--- DATA FOR REVIEW ---

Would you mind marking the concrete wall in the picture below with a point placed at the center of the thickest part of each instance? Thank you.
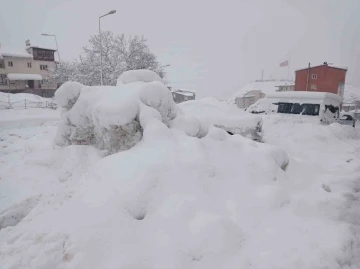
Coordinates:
(328, 79)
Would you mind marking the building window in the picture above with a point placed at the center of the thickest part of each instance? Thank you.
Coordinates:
(3, 80)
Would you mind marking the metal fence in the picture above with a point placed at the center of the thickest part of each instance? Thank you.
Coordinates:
(26, 104)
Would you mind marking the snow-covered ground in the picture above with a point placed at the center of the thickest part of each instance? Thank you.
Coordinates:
(175, 201)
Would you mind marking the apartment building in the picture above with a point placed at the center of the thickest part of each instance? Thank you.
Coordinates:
(27, 71)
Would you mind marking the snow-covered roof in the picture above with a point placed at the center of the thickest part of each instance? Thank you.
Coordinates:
(184, 92)
(264, 86)
(305, 95)
(42, 47)
(16, 54)
(21, 76)
(328, 65)
(140, 75)
(13, 52)
(286, 84)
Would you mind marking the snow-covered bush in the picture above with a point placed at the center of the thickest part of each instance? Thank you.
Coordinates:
(113, 118)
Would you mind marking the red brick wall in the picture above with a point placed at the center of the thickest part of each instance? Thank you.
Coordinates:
(327, 80)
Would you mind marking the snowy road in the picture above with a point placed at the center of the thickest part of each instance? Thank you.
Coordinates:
(52, 216)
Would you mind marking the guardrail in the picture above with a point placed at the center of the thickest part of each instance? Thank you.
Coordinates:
(25, 104)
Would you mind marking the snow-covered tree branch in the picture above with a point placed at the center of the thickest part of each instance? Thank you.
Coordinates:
(119, 53)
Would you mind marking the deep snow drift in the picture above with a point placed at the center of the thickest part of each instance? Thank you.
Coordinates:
(179, 201)
(113, 118)
(228, 117)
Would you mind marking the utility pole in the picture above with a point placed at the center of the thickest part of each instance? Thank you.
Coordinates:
(288, 66)
(307, 79)
(101, 72)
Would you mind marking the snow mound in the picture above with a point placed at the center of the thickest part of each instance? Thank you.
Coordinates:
(67, 95)
(228, 117)
(111, 118)
(264, 86)
(143, 75)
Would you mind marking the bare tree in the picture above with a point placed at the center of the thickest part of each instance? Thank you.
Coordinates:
(119, 55)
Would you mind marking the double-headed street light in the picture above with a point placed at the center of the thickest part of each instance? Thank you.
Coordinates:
(101, 72)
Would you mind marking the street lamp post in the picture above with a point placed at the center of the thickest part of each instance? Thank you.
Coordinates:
(101, 72)
(57, 48)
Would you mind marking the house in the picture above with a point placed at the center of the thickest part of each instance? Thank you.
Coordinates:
(321, 78)
(27, 71)
(180, 96)
(286, 87)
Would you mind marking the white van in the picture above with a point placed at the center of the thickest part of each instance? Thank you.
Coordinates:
(324, 105)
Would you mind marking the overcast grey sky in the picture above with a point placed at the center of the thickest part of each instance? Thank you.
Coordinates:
(214, 47)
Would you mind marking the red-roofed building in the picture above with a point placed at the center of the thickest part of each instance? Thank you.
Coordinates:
(322, 78)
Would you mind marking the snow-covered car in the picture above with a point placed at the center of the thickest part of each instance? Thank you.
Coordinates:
(224, 116)
(321, 105)
(347, 119)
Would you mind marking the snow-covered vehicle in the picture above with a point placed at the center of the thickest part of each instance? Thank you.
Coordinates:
(224, 116)
(323, 105)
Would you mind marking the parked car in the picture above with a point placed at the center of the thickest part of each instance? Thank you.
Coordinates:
(324, 106)
(347, 119)
(227, 117)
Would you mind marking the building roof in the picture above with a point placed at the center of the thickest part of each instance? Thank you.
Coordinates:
(184, 92)
(286, 84)
(303, 94)
(328, 65)
(22, 76)
(351, 94)
(15, 53)
(267, 86)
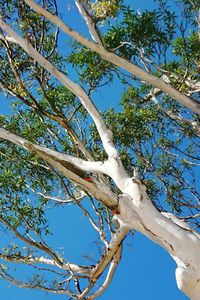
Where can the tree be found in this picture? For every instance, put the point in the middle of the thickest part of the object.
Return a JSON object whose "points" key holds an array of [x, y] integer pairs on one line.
{"points": [[128, 170]]}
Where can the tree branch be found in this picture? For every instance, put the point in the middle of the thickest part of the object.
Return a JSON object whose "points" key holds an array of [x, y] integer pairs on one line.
{"points": [[105, 134], [94, 32], [68, 166], [119, 61]]}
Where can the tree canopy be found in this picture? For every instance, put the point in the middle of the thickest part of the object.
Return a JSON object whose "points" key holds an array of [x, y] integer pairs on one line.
{"points": [[57, 135]]}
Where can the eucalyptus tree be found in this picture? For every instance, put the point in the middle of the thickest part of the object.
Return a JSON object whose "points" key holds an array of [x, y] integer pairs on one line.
{"points": [[130, 168]]}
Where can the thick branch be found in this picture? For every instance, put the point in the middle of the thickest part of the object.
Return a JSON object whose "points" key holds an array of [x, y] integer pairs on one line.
{"points": [[68, 166], [105, 134], [119, 61]]}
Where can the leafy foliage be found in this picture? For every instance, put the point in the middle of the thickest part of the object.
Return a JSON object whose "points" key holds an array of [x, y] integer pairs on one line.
{"points": [[151, 131]]}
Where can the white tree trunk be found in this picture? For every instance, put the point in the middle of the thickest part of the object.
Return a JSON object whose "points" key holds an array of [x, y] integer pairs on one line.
{"points": [[182, 243]]}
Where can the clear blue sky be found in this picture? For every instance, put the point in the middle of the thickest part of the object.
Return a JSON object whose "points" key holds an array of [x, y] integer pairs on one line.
{"points": [[146, 271]]}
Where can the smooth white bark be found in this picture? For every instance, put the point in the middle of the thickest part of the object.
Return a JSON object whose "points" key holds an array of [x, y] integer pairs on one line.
{"points": [[119, 61], [136, 210], [105, 134]]}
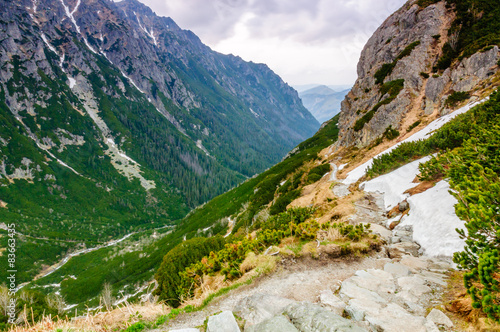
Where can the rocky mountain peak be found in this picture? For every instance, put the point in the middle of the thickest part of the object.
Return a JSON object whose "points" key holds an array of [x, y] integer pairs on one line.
{"points": [[398, 80]]}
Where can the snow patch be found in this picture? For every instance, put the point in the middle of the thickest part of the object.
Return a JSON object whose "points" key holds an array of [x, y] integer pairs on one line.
{"points": [[70, 15], [432, 215], [425, 133], [394, 184]]}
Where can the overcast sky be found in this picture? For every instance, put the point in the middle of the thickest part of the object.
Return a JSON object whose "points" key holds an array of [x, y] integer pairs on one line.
{"points": [[303, 41]]}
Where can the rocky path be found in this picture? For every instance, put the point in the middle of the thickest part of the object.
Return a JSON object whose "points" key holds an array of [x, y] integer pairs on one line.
{"points": [[395, 290]]}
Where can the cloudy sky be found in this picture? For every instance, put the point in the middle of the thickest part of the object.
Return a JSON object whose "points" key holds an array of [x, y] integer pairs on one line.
{"points": [[303, 41]]}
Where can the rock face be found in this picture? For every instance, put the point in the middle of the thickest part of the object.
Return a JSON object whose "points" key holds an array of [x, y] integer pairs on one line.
{"points": [[423, 93]]}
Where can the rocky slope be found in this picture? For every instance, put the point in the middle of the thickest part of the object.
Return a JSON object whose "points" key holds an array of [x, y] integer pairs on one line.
{"points": [[115, 119], [398, 78], [322, 101]]}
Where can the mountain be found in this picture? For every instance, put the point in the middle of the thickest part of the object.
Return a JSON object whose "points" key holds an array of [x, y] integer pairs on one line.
{"points": [[322, 101], [313, 205], [421, 62], [115, 120]]}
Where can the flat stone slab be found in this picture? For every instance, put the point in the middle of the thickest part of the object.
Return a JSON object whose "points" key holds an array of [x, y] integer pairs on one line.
{"points": [[439, 318], [259, 307], [415, 263], [377, 281], [393, 318], [415, 285], [396, 269], [223, 322], [327, 297], [308, 317], [274, 324], [358, 308]]}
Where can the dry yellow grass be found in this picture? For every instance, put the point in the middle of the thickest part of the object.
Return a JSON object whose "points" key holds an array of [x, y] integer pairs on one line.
{"points": [[114, 320]]}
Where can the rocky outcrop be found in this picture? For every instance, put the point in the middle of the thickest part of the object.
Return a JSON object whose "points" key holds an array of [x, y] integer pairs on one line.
{"points": [[392, 50]]}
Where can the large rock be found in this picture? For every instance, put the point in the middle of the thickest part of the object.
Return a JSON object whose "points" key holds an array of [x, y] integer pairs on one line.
{"points": [[326, 297], [307, 317], [415, 263], [439, 318], [223, 322], [274, 324], [396, 269], [358, 308], [398, 250], [377, 281], [393, 318], [259, 307]]}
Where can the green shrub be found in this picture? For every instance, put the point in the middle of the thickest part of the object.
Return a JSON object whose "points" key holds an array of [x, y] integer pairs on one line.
{"points": [[176, 261]]}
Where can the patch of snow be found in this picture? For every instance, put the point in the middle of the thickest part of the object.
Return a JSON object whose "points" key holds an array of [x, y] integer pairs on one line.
{"points": [[57, 159], [200, 146], [132, 82], [143, 28], [425, 133], [394, 184], [70, 15], [432, 215]]}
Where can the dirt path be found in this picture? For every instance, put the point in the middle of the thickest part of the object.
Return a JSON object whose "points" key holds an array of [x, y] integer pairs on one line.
{"points": [[302, 280]]}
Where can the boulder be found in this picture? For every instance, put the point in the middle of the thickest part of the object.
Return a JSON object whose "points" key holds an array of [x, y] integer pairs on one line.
{"points": [[223, 322], [277, 323], [439, 318]]}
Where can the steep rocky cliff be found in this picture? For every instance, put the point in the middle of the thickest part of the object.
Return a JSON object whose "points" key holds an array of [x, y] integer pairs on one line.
{"points": [[400, 76], [114, 119]]}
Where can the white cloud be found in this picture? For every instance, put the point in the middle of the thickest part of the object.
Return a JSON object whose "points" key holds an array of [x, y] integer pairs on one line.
{"points": [[304, 41]]}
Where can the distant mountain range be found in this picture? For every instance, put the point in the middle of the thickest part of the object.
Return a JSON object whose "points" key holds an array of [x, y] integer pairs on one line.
{"points": [[323, 101], [115, 120]]}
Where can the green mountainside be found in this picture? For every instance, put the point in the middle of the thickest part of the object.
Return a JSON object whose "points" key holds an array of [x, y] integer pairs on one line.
{"points": [[108, 127]]}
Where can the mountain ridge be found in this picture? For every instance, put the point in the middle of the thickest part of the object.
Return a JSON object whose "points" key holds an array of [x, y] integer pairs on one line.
{"points": [[115, 120]]}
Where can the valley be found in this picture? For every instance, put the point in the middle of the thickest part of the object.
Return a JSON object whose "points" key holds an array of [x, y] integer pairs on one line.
{"points": [[158, 185]]}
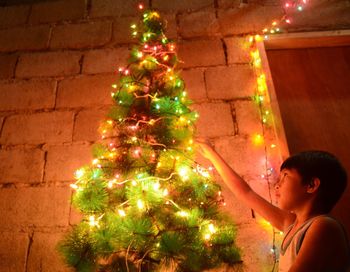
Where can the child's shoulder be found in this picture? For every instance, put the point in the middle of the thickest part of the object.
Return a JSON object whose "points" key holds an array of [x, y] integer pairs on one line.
{"points": [[328, 238]]}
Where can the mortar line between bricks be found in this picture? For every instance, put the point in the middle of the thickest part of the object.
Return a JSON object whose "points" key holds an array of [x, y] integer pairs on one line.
{"points": [[2, 125], [29, 14], [30, 242], [50, 37], [74, 121], [55, 95], [205, 84], [88, 8], [224, 46], [70, 208], [234, 119], [81, 60], [44, 167]]}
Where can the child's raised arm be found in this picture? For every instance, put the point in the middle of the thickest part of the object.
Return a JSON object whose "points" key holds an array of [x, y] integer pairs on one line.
{"points": [[280, 219]]}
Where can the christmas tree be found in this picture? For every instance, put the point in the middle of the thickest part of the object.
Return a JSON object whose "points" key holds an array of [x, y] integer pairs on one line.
{"points": [[146, 203]]}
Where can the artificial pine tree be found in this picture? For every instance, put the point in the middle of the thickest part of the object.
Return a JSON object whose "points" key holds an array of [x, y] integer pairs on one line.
{"points": [[146, 203]]}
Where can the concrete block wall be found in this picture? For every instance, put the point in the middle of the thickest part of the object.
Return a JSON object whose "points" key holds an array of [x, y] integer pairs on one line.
{"points": [[57, 64]]}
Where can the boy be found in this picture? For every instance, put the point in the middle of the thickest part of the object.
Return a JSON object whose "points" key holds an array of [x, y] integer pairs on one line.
{"points": [[310, 184]]}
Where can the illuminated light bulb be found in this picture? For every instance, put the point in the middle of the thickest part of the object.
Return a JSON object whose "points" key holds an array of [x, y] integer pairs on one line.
{"points": [[74, 186], [183, 171], [183, 213], [122, 213], [79, 173], [139, 54], [140, 204], [258, 139], [258, 38], [156, 186], [212, 228], [92, 221]]}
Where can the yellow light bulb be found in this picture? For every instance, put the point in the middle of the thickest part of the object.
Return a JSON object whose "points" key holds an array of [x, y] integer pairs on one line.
{"points": [[258, 139], [140, 204], [183, 213], [207, 236], [74, 186], [79, 173], [122, 213], [212, 228]]}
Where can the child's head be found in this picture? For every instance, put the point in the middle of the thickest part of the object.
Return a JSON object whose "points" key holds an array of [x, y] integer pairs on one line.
{"points": [[324, 166]]}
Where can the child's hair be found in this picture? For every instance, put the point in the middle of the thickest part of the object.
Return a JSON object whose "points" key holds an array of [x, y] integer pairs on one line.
{"points": [[324, 166]]}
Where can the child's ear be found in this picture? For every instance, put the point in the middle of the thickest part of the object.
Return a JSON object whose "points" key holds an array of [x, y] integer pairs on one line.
{"points": [[314, 185]]}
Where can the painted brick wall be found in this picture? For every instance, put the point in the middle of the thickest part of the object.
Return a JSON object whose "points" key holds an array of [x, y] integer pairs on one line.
{"points": [[57, 60]]}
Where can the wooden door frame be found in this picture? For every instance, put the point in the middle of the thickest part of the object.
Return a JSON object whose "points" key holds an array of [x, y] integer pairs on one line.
{"points": [[294, 41]]}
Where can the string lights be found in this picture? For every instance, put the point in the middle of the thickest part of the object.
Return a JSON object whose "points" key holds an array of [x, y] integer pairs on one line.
{"points": [[289, 7]]}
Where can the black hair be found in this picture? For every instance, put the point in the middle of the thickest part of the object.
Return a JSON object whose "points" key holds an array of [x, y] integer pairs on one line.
{"points": [[324, 166]]}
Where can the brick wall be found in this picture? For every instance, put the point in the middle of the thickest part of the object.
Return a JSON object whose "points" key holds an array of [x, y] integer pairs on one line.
{"points": [[57, 60]]}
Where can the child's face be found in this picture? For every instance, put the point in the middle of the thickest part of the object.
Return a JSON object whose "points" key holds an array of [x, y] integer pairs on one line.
{"points": [[290, 192]]}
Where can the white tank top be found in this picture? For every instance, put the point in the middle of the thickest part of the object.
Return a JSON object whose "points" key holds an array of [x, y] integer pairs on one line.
{"points": [[290, 248]]}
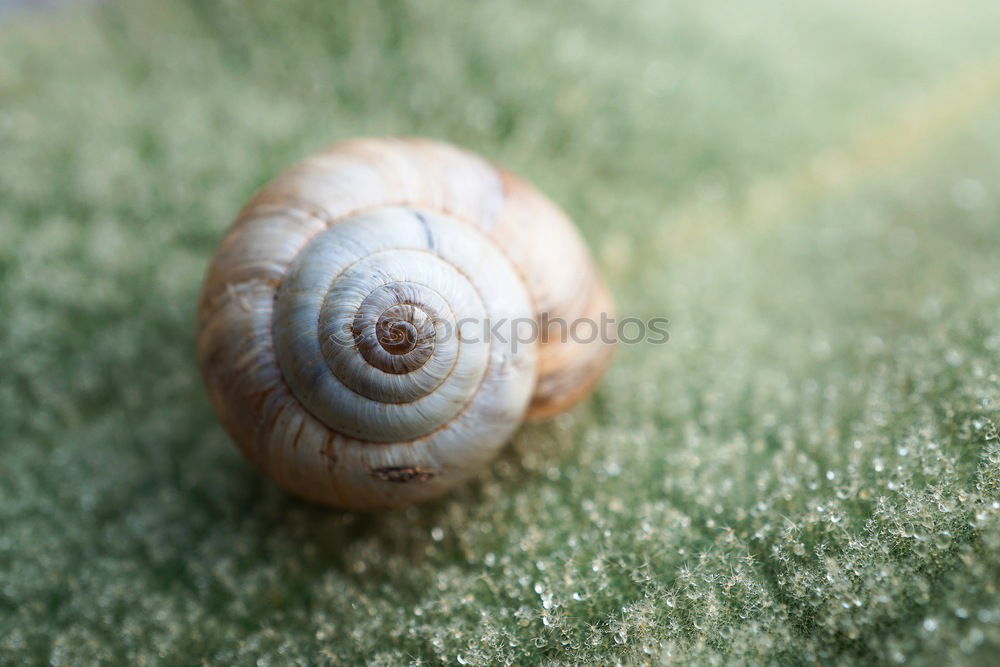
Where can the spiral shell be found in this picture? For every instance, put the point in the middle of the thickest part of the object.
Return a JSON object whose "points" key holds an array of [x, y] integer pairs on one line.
{"points": [[359, 325]]}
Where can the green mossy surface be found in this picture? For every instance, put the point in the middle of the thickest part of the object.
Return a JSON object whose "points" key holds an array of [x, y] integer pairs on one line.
{"points": [[809, 471]]}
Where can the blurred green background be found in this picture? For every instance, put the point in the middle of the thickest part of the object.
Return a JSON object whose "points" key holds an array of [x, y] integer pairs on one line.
{"points": [[808, 471]]}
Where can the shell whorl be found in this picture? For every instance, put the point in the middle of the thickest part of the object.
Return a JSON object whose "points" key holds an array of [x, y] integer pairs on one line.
{"points": [[341, 324]]}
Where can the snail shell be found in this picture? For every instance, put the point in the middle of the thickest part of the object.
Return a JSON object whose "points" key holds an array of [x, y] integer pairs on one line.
{"points": [[341, 323]]}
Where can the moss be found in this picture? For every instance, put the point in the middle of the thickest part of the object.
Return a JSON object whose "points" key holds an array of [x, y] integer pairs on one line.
{"points": [[808, 471]]}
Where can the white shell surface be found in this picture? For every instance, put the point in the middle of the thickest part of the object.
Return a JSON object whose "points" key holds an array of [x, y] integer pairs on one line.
{"points": [[327, 320]]}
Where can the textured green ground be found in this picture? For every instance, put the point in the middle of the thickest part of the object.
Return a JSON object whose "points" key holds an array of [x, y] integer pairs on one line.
{"points": [[809, 470]]}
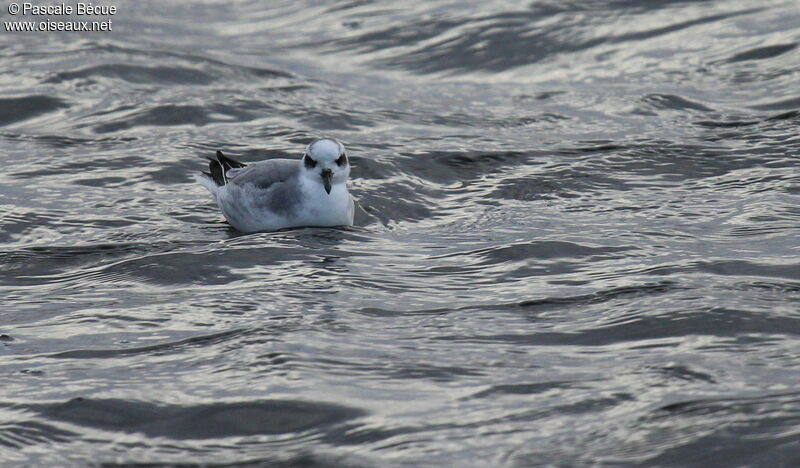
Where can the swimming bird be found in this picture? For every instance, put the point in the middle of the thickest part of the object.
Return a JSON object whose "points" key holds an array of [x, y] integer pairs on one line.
{"points": [[280, 193]]}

---

### EXERCISE DESCRIPTION
Among the entries above, locate the lines containing "Where can the mountain be" and "Where can the dry", and transcribe exactly those two lines and all lines between.

### RESPONSE
Where can the mountain be found in this picture? For every instance, put the point in the middle of the thickest part of the object.
Return a JSON object whose "points" key holds an array of [x, y] integer pairs on one line.
{"points": [[322, 101], [313, 205], [421, 62], [115, 120]]}
Where can the flat stone slab be found in this picture? For every instance, put the point in the middle of the thickest part of the object.
Return a JSON object whose "points" key holds an array of [x, y] integer pairs on one line.
{"points": [[439, 318], [259, 307], [415, 263], [377, 281], [393, 318], [415, 285], [396, 269], [223, 322], [327, 297], [308, 317], [274, 324], [358, 308]]}
Where can the dry yellow grass be found in this picture? For every instance, put the point in the middle of the thickest part of the object.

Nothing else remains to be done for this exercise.